◆ **Exercise details**: Collect each line of the records that contains the string "white".

◆ **Data rows**:
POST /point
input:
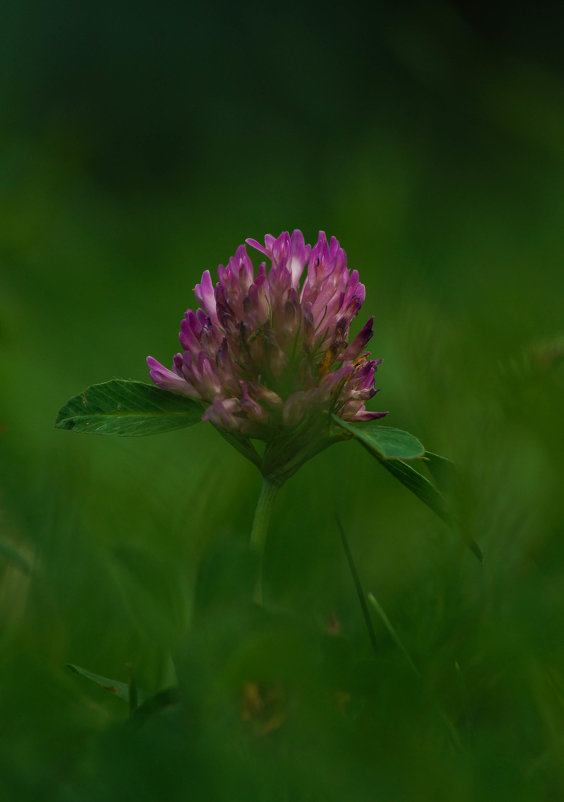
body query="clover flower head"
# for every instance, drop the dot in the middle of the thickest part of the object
(267, 350)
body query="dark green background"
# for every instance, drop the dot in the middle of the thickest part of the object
(140, 143)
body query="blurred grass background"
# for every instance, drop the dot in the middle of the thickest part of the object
(140, 144)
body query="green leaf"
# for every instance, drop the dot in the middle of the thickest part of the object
(119, 689)
(127, 408)
(388, 442)
(419, 485)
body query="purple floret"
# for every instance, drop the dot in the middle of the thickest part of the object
(265, 350)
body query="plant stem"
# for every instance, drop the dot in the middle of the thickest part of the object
(259, 531)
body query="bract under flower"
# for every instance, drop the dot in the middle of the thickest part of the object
(266, 350)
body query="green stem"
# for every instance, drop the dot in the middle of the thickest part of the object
(259, 531)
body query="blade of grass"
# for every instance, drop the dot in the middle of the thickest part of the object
(358, 586)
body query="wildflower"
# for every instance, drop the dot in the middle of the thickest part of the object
(267, 352)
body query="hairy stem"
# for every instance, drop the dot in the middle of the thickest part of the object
(259, 531)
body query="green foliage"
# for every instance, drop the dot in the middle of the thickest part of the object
(431, 144)
(387, 442)
(127, 408)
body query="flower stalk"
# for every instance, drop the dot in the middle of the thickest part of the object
(261, 522)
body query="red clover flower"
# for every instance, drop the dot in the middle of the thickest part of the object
(266, 352)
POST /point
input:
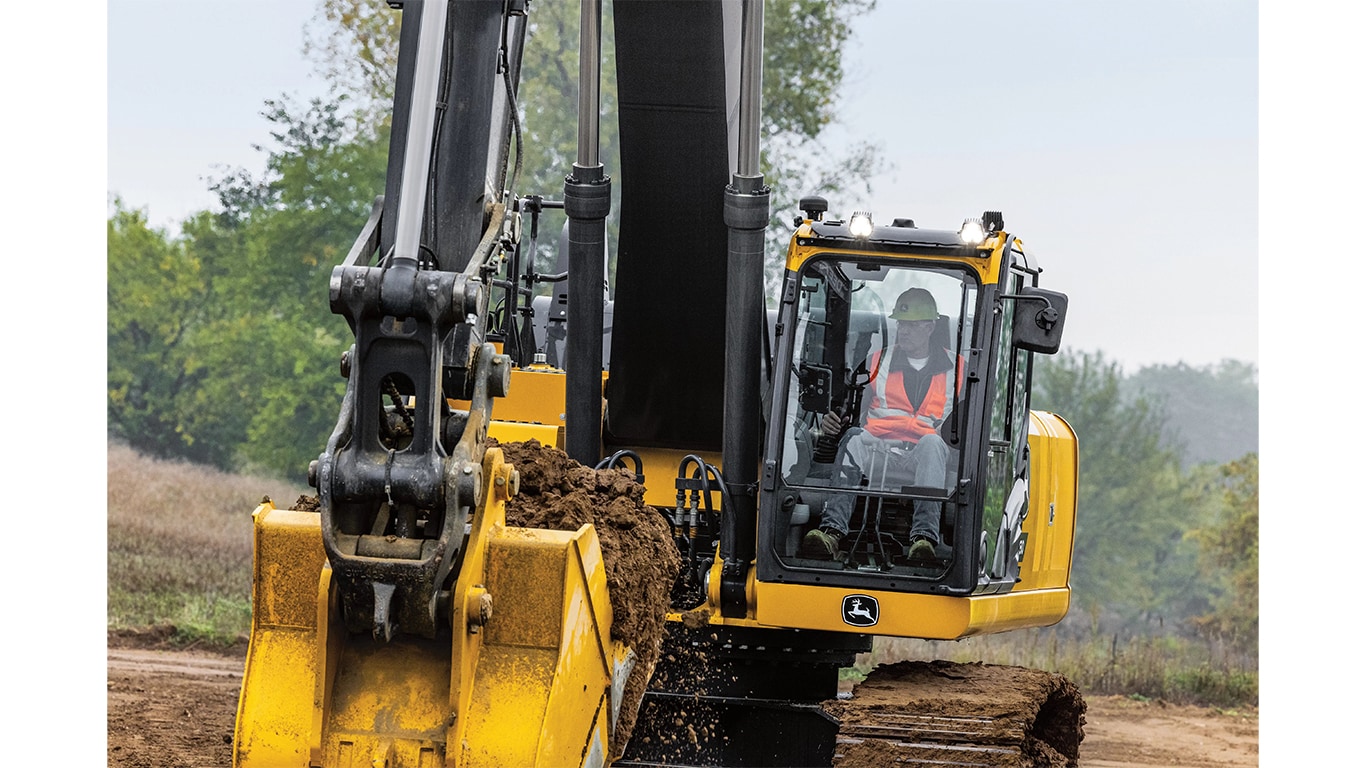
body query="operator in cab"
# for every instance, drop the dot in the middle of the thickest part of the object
(899, 437)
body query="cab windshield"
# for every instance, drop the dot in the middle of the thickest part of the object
(874, 412)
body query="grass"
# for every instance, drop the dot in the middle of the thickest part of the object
(180, 556)
(179, 545)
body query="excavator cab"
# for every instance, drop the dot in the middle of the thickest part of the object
(900, 428)
(880, 477)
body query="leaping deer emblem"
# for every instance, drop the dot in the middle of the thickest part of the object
(857, 614)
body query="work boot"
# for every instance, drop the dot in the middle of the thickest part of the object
(921, 550)
(820, 544)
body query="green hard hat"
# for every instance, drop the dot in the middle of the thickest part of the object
(915, 304)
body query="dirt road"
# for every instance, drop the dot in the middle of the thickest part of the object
(176, 708)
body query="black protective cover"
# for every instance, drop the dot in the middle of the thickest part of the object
(668, 345)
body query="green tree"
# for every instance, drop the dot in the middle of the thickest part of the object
(277, 353)
(1230, 548)
(1212, 409)
(1135, 504)
(159, 308)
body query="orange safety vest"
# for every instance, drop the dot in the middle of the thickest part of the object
(891, 414)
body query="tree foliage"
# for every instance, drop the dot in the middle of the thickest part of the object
(1133, 560)
(1231, 550)
(1212, 410)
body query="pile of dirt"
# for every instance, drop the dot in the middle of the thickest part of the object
(638, 551)
(1010, 715)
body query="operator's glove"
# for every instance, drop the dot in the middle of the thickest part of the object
(831, 424)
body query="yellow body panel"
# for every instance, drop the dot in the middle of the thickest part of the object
(523, 678)
(521, 432)
(930, 616)
(1051, 522)
(537, 396)
(988, 268)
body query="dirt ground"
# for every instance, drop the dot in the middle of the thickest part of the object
(175, 708)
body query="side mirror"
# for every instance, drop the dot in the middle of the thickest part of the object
(1038, 320)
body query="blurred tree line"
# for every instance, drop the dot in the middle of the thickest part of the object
(221, 349)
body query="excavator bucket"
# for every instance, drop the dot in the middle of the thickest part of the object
(529, 636)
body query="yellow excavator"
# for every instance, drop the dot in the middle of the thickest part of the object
(402, 621)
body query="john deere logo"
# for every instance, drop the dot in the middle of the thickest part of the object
(859, 610)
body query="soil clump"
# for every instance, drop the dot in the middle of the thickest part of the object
(638, 552)
(1014, 715)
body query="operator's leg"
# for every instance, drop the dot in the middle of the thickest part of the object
(850, 461)
(929, 459)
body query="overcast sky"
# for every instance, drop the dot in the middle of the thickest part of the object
(1119, 140)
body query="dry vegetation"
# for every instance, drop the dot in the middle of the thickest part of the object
(180, 558)
(180, 544)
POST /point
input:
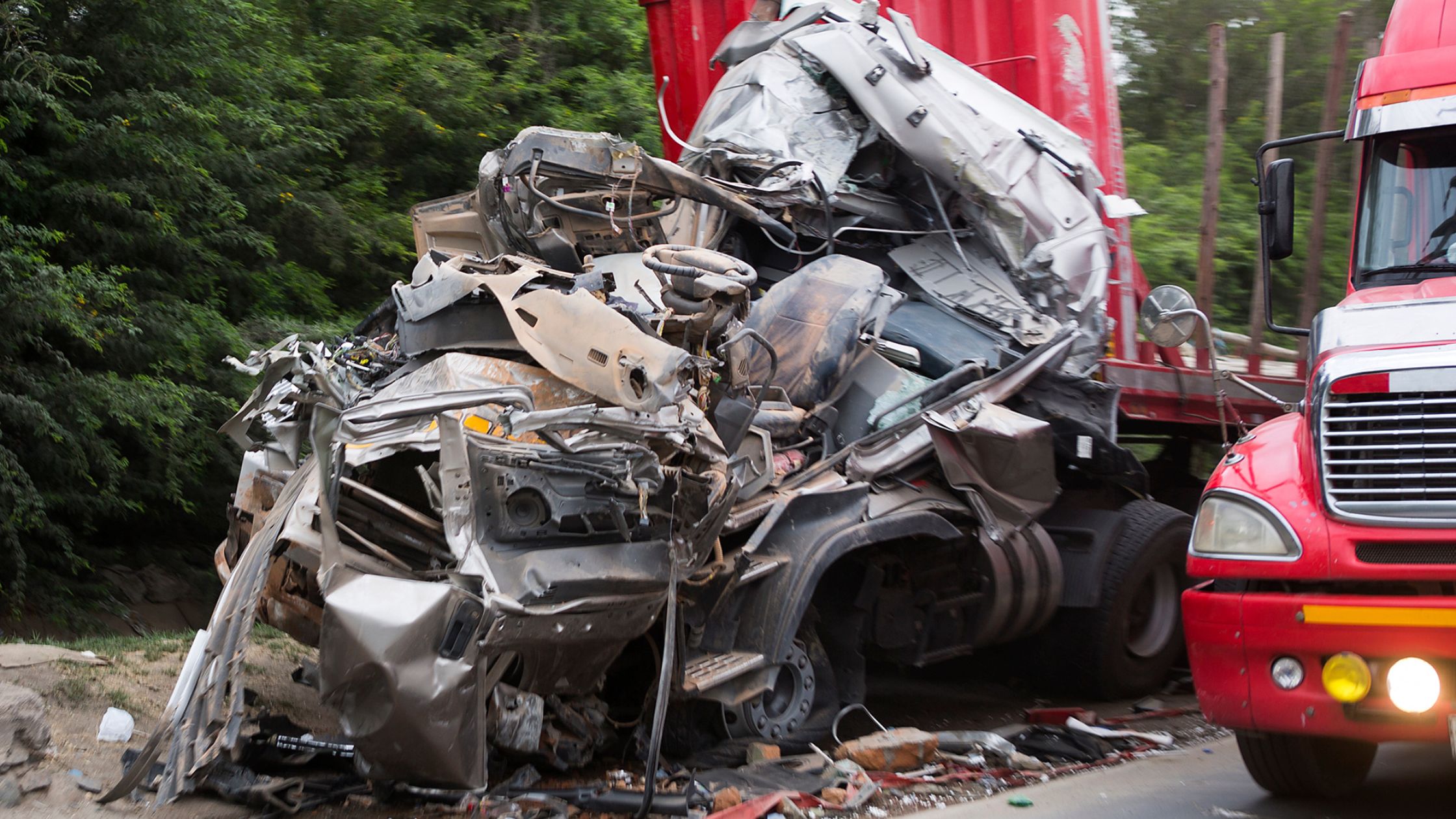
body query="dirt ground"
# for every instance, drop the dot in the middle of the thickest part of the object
(143, 671)
(138, 681)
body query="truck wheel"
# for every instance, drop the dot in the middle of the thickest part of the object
(1305, 766)
(804, 700)
(1126, 646)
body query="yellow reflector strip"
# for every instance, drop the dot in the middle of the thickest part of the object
(1407, 95)
(1379, 616)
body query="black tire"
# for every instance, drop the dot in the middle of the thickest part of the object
(1127, 645)
(1305, 766)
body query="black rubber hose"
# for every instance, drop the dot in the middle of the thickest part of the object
(772, 171)
(689, 261)
(664, 681)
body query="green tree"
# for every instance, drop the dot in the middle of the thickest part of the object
(1165, 114)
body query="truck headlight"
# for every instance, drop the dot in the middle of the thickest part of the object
(1238, 525)
(1414, 685)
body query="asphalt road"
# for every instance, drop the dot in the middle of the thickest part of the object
(1409, 781)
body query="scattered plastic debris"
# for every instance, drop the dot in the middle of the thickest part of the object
(116, 726)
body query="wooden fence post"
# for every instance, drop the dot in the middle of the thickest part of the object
(1212, 165)
(1324, 162)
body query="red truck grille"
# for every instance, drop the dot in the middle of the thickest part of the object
(1391, 454)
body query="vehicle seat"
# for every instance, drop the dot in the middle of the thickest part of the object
(814, 320)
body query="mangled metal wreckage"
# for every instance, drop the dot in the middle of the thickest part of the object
(552, 458)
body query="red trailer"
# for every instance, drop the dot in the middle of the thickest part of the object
(1056, 55)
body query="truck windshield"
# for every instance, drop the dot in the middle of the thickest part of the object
(1407, 226)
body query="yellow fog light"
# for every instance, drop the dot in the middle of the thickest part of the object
(1414, 685)
(1346, 677)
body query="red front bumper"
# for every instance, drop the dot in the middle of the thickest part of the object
(1235, 637)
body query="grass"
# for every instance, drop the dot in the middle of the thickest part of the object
(72, 688)
(120, 699)
(152, 646)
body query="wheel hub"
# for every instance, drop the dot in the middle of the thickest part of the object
(779, 710)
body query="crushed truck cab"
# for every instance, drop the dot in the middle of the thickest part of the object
(1327, 537)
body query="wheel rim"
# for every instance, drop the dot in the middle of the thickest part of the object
(1154, 612)
(783, 708)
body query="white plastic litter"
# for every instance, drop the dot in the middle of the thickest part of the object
(1156, 738)
(116, 726)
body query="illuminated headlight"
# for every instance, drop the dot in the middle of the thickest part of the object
(1412, 685)
(1232, 526)
(1288, 672)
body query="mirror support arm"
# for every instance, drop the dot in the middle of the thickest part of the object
(1264, 207)
(1215, 374)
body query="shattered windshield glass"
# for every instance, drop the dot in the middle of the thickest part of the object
(1409, 209)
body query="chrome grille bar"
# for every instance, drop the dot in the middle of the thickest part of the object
(1390, 454)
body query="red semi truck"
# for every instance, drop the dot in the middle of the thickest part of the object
(1330, 534)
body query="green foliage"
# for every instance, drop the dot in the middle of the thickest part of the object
(1165, 112)
(183, 178)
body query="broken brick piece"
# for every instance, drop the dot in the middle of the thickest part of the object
(762, 751)
(725, 799)
(835, 796)
(896, 749)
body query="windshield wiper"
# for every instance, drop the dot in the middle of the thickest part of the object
(1411, 270)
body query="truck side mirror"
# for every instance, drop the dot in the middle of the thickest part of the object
(1279, 209)
(1168, 315)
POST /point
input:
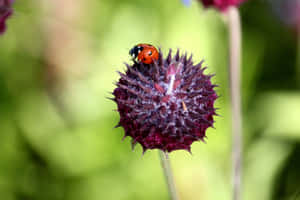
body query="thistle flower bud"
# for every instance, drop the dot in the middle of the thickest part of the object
(165, 105)
(221, 5)
(5, 12)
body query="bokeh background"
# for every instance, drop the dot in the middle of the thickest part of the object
(58, 63)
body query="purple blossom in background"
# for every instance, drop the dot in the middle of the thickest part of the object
(186, 2)
(288, 11)
(5, 12)
(165, 105)
(221, 5)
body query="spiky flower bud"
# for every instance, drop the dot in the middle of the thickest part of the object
(5, 12)
(165, 105)
(221, 5)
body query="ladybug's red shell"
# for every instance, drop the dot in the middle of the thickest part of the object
(145, 53)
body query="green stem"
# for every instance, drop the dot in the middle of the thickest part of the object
(165, 163)
(234, 27)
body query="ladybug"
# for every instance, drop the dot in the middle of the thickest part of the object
(145, 53)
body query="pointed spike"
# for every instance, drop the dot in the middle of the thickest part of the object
(123, 138)
(118, 125)
(169, 57)
(133, 144)
(113, 99)
(189, 60)
(177, 55)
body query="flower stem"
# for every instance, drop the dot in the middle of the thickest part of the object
(234, 27)
(298, 55)
(165, 163)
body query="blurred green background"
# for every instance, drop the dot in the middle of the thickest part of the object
(58, 63)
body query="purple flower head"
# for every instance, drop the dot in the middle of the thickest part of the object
(221, 5)
(287, 10)
(5, 12)
(165, 105)
(186, 2)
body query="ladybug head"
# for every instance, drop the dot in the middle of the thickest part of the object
(135, 51)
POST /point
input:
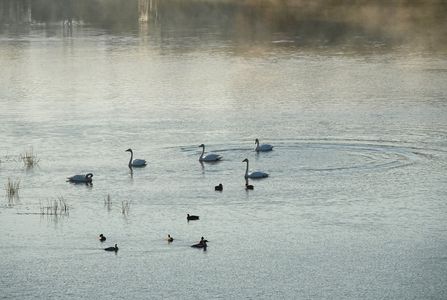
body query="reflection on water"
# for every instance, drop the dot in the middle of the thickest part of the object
(354, 206)
(302, 23)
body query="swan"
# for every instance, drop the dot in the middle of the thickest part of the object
(191, 217)
(262, 147)
(112, 248)
(87, 178)
(209, 157)
(248, 186)
(136, 162)
(255, 174)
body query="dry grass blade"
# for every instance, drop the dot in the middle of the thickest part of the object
(125, 207)
(108, 202)
(12, 188)
(56, 207)
(29, 158)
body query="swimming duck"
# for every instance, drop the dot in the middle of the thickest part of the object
(112, 248)
(201, 244)
(136, 163)
(255, 174)
(191, 217)
(87, 178)
(210, 157)
(102, 238)
(170, 239)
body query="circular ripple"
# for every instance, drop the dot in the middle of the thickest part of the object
(325, 155)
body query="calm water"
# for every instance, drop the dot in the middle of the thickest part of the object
(354, 208)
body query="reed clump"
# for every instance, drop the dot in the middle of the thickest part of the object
(108, 202)
(29, 159)
(12, 189)
(55, 207)
(125, 207)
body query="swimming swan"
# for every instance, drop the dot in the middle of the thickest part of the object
(262, 147)
(137, 163)
(87, 178)
(209, 157)
(254, 175)
(247, 185)
(191, 217)
(112, 248)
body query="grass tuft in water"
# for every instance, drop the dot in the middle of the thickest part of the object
(29, 159)
(108, 202)
(12, 189)
(55, 207)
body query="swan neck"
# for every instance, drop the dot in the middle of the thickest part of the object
(131, 157)
(203, 152)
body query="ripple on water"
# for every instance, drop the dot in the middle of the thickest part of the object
(326, 155)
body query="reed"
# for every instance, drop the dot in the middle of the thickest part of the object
(125, 207)
(55, 207)
(108, 202)
(29, 159)
(12, 188)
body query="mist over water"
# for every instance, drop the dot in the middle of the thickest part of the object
(351, 94)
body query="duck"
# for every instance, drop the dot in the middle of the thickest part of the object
(135, 163)
(255, 174)
(191, 217)
(112, 248)
(262, 147)
(201, 244)
(210, 157)
(87, 178)
(170, 239)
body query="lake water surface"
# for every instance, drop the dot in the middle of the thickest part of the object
(355, 206)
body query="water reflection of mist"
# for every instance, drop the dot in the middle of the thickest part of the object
(299, 22)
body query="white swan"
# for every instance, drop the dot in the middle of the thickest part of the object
(262, 147)
(136, 162)
(209, 157)
(255, 174)
(87, 178)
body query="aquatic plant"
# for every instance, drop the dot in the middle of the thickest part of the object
(12, 189)
(55, 207)
(29, 158)
(108, 202)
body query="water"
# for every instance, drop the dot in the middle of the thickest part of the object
(354, 208)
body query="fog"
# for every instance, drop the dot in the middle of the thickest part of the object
(390, 22)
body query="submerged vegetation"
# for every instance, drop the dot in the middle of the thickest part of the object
(108, 202)
(29, 159)
(55, 207)
(125, 207)
(12, 190)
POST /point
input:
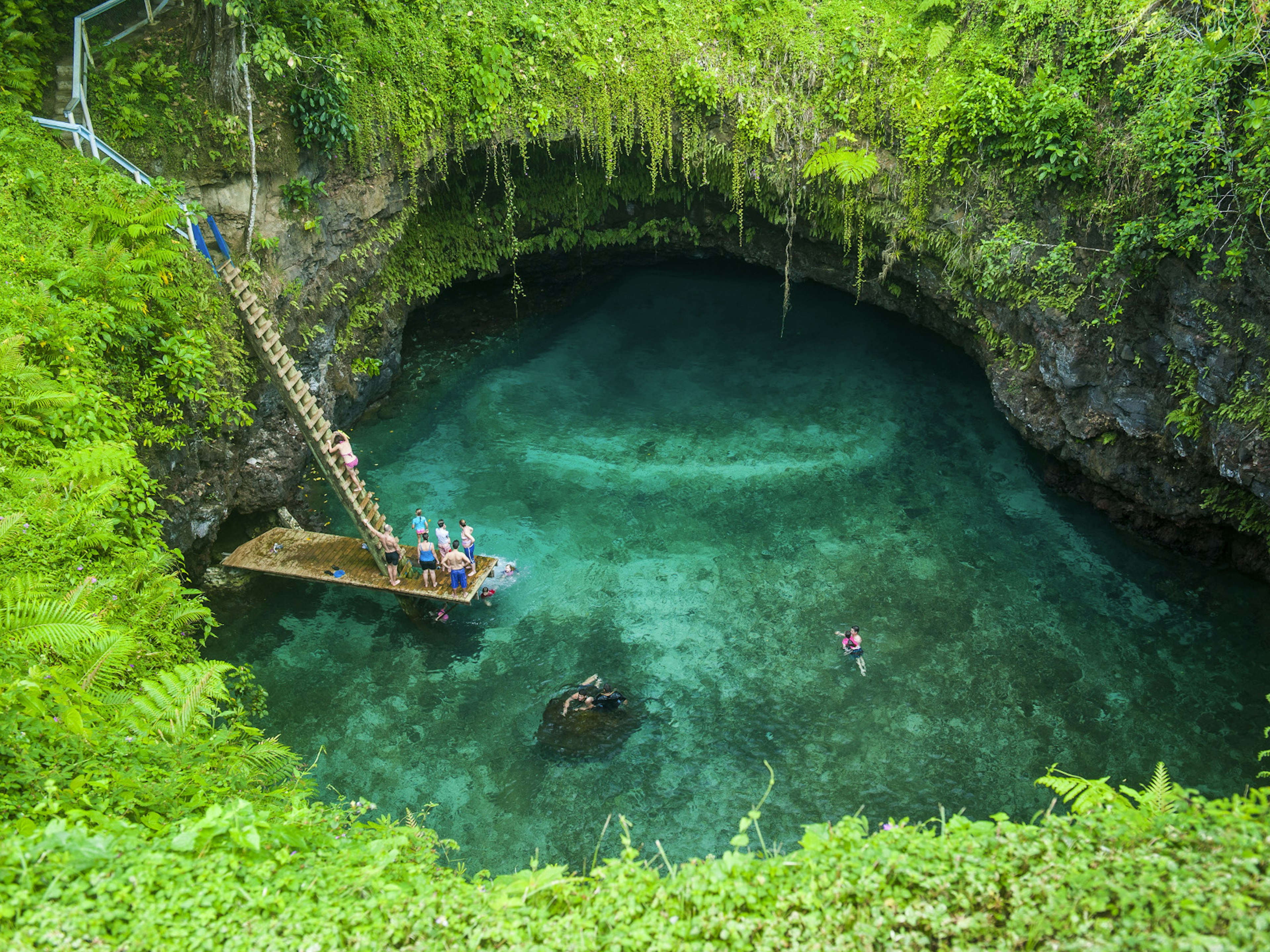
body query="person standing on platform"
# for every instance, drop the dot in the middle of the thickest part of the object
(421, 526)
(469, 540)
(427, 562)
(458, 563)
(392, 549)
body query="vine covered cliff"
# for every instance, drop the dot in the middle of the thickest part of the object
(1071, 192)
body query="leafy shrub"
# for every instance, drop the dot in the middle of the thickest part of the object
(302, 193)
(320, 115)
(697, 88)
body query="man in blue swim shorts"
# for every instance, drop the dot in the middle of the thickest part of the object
(458, 562)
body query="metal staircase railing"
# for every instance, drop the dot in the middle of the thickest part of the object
(303, 408)
(80, 53)
(262, 336)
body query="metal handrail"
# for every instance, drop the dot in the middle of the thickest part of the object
(193, 234)
(79, 99)
(80, 50)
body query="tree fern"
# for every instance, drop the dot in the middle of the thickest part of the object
(181, 698)
(48, 625)
(267, 761)
(849, 166)
(942, 36)
(26, 393)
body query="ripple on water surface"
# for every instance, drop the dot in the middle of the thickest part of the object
(695, 506)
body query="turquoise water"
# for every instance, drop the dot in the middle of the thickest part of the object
(695, 506)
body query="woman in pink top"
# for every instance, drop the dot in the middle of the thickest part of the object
(346, 452)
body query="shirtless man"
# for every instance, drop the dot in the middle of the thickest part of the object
(458, 563)
(392, 549)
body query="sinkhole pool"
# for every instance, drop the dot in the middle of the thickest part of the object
(695, 504)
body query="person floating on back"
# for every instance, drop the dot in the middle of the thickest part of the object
(427, 562)
(392, 549)
(851, 644)
(458, 563)
(594, 696)
(469, 541)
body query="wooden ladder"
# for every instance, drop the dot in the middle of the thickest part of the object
(303, 408)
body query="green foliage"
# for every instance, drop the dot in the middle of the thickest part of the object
(281, 873)
(1084, 796)
(697, 88)
(849, 167)
(320, 115)
(302, 193)
(181, 698)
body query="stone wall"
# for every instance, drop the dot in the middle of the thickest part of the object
(1099, 413)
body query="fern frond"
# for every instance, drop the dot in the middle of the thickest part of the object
(942, 36)
(1159, 796)
(1081, 795)
(108, 659)
(54, 625)
(269, 760)
(8, 524)
(26, 393)
(182, 697)
(98, 464)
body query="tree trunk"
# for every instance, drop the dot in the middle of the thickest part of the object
(216, 45)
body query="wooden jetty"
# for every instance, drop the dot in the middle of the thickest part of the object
(313, 555)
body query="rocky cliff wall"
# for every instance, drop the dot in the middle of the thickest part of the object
(1100, 413)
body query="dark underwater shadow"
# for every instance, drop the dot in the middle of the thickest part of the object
(586, 735)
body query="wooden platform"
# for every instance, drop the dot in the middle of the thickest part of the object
(313, 555)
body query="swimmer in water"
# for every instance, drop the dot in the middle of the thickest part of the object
(592, 696)
(853, 647)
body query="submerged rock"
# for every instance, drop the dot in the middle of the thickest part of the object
(585, 733)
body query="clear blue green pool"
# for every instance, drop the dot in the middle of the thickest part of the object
(695, 506)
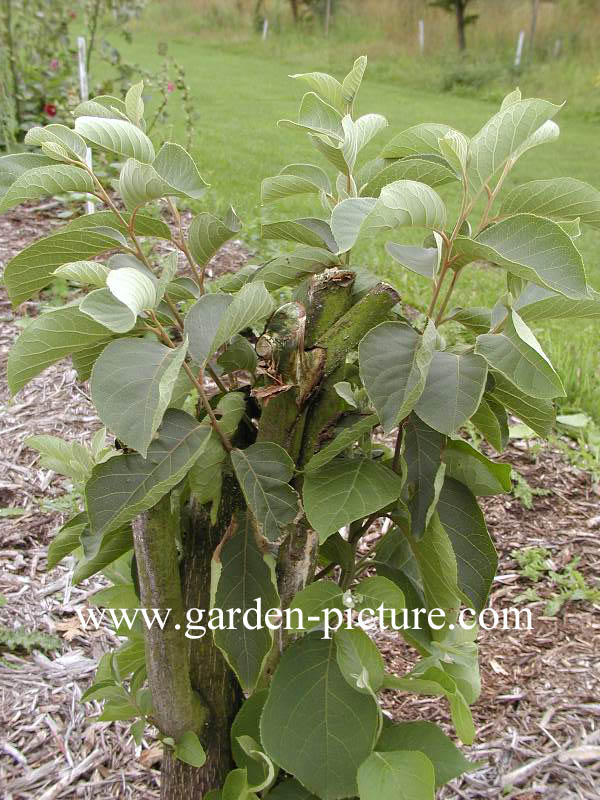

◆ **Exercise solution**:
body query="white plastic litter"
body query="white swan"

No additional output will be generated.